→ Challenge: Pick out every line of the items below that contains the word "crane", and copy each one.

** start Task material **

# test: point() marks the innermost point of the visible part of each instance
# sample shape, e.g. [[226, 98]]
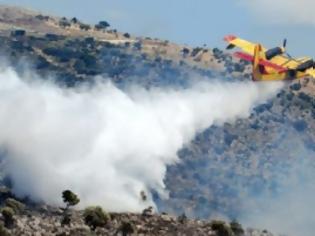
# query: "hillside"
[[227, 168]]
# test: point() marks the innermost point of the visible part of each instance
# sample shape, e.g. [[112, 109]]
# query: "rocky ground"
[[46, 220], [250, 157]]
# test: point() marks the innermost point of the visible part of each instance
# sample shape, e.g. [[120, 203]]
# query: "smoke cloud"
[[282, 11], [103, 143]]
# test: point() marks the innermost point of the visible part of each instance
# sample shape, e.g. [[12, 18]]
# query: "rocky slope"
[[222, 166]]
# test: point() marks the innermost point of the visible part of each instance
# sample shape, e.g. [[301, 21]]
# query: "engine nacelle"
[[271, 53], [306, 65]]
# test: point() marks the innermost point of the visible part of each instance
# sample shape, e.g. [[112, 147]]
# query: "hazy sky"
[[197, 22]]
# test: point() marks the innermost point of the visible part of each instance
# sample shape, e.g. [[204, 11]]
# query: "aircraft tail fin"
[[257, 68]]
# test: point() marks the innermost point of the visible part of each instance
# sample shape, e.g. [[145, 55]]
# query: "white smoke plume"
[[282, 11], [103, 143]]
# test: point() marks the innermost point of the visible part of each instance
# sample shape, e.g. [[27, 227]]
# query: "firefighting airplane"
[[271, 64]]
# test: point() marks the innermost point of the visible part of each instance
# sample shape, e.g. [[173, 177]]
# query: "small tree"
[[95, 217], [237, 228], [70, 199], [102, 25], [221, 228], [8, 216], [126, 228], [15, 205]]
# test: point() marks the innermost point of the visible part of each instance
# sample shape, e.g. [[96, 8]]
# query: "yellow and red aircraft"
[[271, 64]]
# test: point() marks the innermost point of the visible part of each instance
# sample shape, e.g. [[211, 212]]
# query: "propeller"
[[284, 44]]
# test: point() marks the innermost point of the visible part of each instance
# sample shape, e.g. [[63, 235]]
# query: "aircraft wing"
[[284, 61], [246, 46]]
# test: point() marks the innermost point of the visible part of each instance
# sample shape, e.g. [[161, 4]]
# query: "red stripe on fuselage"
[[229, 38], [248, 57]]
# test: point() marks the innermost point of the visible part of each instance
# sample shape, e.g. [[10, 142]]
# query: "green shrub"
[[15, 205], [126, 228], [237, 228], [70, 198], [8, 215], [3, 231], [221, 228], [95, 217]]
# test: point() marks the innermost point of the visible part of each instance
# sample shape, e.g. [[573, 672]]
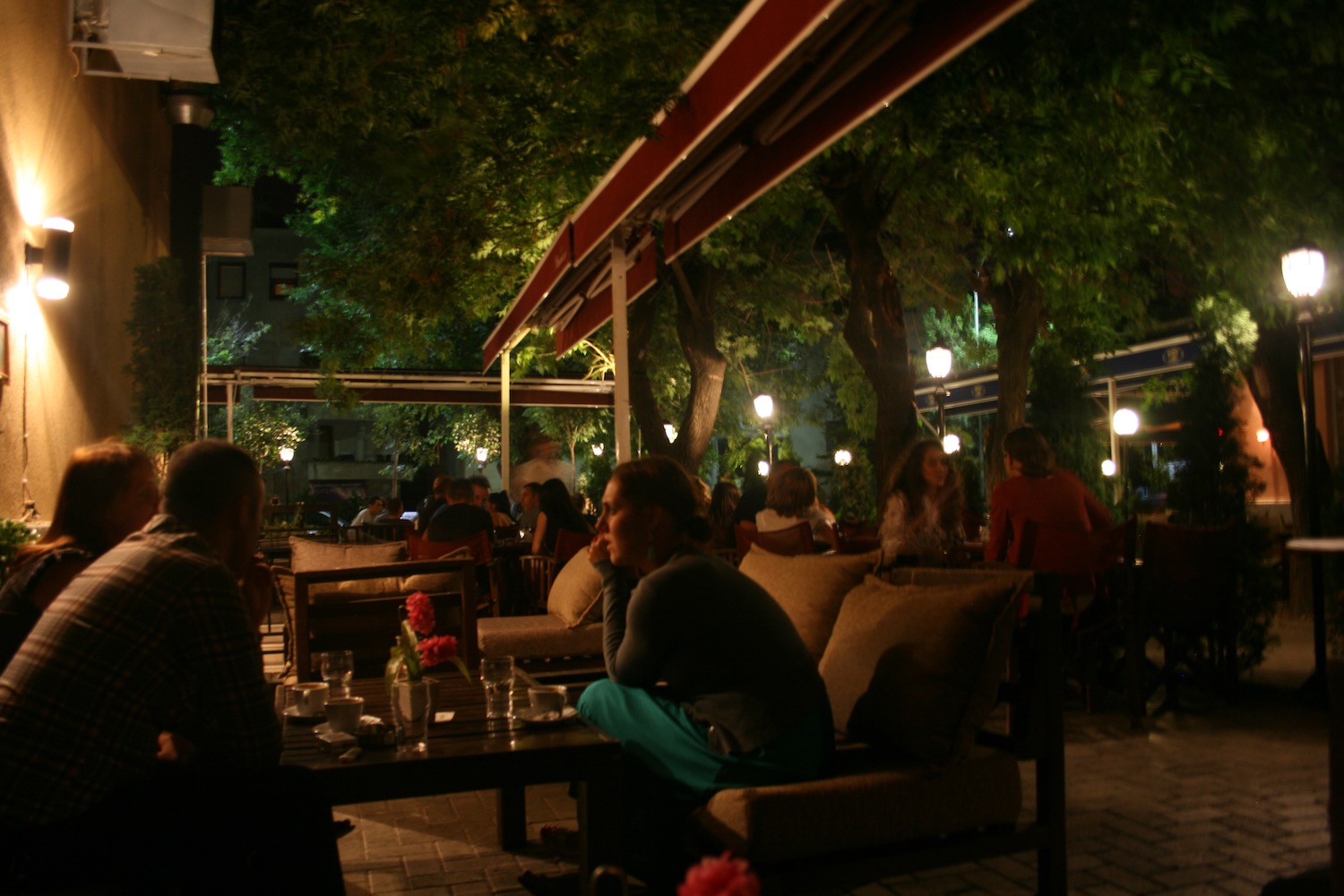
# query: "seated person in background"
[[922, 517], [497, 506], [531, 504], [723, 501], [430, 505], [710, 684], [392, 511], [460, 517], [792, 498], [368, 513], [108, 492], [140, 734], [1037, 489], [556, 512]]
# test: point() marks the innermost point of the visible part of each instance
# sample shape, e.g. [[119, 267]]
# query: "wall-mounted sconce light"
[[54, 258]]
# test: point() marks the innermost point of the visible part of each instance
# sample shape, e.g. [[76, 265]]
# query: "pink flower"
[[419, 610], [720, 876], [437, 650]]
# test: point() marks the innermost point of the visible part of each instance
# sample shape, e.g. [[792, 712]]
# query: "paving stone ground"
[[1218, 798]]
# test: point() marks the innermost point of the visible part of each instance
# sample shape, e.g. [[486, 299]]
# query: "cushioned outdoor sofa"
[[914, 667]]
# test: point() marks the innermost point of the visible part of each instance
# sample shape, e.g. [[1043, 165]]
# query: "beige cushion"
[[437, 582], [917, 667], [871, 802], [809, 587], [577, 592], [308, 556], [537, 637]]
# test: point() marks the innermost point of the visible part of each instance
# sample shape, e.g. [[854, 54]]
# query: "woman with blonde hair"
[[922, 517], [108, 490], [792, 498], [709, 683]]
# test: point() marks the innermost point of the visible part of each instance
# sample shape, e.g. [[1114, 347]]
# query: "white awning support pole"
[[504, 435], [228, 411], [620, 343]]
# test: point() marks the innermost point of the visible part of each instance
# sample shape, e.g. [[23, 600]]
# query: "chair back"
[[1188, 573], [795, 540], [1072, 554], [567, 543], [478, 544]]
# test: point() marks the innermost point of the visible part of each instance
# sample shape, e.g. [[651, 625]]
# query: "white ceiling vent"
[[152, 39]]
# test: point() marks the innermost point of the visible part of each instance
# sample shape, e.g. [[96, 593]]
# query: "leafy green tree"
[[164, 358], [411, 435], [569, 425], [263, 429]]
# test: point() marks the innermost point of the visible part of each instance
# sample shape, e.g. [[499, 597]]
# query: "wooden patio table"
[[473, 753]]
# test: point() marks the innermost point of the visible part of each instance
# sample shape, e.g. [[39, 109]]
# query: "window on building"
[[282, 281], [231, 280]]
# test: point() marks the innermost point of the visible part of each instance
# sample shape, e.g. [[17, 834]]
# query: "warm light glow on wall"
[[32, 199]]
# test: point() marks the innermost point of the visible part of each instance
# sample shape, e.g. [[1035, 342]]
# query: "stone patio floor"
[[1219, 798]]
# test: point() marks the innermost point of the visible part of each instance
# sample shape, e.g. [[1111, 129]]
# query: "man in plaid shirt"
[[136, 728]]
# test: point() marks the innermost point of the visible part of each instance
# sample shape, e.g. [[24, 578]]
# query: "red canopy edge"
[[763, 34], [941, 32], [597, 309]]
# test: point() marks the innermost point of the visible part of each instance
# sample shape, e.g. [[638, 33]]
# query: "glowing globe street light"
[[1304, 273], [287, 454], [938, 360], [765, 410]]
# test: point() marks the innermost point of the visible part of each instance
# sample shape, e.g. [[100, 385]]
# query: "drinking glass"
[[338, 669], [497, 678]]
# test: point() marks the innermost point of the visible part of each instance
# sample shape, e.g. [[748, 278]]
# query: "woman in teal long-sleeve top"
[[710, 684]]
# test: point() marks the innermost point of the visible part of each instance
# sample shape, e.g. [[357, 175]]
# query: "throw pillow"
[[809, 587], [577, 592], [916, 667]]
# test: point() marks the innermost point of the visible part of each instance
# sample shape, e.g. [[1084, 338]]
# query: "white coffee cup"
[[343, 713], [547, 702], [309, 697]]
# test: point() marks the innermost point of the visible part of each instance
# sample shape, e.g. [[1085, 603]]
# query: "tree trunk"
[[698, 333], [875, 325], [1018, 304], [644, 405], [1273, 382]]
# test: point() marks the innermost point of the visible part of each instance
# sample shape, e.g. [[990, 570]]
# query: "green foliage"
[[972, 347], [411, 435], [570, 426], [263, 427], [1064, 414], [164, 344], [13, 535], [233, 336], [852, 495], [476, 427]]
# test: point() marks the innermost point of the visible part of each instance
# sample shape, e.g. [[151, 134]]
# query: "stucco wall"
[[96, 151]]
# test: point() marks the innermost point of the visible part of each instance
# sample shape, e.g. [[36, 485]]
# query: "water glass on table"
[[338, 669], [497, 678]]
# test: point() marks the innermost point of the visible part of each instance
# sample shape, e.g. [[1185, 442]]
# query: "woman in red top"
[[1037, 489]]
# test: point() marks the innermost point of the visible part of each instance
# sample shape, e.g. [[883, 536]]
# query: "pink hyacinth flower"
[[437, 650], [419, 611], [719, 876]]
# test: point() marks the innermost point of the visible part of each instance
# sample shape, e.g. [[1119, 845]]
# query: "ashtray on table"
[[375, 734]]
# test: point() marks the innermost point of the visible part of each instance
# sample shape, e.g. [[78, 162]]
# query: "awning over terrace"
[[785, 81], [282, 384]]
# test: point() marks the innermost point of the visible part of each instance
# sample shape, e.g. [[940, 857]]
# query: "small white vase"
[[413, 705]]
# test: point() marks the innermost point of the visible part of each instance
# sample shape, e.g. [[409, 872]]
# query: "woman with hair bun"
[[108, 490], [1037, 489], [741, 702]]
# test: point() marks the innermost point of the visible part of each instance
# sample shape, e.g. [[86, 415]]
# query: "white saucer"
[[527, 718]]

** end Task material **
** start Task material **

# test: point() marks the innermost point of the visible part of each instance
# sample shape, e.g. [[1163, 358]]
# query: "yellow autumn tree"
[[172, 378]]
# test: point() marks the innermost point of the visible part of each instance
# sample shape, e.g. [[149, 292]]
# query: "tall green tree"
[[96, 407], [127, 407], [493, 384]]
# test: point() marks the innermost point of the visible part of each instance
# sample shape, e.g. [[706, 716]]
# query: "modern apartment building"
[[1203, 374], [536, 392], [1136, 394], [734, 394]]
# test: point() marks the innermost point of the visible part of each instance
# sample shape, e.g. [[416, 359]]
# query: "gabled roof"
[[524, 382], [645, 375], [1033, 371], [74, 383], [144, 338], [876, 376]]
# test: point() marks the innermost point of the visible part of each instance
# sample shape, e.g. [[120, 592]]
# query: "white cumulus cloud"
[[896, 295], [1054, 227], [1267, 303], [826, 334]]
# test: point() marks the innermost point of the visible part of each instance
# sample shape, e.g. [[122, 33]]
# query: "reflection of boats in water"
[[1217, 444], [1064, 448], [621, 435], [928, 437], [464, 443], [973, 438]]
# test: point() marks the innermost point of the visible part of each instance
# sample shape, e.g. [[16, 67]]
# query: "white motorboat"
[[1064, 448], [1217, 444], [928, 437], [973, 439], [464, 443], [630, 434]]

** end Task material **
** start Task material **

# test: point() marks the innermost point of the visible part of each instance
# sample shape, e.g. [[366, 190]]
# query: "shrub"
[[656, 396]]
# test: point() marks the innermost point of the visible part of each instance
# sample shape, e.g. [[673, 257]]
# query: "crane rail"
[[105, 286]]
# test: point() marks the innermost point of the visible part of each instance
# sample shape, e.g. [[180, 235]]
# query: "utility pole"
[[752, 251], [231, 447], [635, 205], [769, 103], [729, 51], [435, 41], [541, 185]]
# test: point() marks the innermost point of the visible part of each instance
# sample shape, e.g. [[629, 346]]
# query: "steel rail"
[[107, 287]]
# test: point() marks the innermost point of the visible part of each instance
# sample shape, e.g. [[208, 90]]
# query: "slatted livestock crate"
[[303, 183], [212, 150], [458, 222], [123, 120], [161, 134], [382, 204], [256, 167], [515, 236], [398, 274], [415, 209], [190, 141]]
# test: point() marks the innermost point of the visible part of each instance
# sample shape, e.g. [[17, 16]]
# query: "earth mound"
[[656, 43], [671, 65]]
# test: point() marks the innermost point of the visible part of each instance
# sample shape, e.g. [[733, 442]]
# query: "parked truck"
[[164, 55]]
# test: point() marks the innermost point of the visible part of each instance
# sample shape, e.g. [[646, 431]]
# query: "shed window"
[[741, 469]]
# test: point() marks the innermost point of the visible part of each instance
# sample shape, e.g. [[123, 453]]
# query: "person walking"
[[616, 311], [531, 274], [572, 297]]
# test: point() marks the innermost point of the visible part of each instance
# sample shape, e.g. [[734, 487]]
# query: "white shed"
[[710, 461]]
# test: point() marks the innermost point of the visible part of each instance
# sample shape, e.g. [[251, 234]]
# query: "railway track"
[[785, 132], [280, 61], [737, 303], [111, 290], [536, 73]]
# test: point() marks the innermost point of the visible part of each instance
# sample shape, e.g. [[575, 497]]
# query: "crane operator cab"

** end Task material **

→ Output:
# query: "crane rail"
# query: "crane operator cab"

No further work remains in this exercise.